> DATASET ENTRIES
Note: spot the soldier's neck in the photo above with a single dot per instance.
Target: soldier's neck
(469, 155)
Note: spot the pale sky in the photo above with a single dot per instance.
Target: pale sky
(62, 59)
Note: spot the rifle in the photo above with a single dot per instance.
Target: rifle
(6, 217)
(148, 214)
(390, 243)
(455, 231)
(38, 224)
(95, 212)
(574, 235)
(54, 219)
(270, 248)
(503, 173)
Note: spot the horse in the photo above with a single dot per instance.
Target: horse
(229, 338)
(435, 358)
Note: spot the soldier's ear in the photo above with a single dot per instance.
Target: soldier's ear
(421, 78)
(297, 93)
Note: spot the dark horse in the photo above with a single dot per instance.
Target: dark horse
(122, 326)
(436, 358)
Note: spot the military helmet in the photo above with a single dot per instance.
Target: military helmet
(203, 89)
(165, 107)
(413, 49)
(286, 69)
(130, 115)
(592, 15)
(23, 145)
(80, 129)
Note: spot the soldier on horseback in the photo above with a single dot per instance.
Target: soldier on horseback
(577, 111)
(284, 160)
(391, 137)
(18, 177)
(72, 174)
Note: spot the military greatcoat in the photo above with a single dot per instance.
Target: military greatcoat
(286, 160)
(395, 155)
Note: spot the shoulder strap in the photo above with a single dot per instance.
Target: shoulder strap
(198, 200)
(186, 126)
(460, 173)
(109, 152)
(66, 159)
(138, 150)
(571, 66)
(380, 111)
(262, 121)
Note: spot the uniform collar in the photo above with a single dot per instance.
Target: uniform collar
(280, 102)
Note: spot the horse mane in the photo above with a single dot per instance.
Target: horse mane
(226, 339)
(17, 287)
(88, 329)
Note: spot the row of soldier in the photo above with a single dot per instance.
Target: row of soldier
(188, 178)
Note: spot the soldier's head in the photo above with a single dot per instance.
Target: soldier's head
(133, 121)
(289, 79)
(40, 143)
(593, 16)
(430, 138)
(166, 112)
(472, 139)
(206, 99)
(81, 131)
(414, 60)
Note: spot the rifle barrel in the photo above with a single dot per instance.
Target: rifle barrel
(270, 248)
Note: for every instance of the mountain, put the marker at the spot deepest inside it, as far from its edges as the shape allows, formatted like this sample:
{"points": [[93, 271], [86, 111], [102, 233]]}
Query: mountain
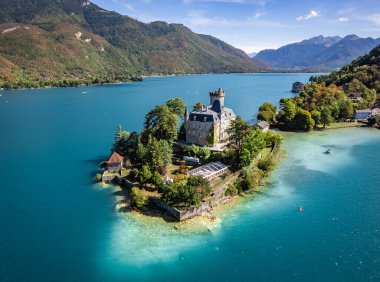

> WHAT NEEDS TO BE DONE
Repeat nothing but the lines from the one containing "Note: for every" through the end of the entries, exactly, and skip the pictures.

> ANSWER FOR THE TASK
Note: for every instance of the mountain, put the marker at the spot deepest inside it, as far from its edges as the shape allows, formatted like this sample:
{"points": [[93, 271], [86, 111], [102, 233]]}
Query: mountain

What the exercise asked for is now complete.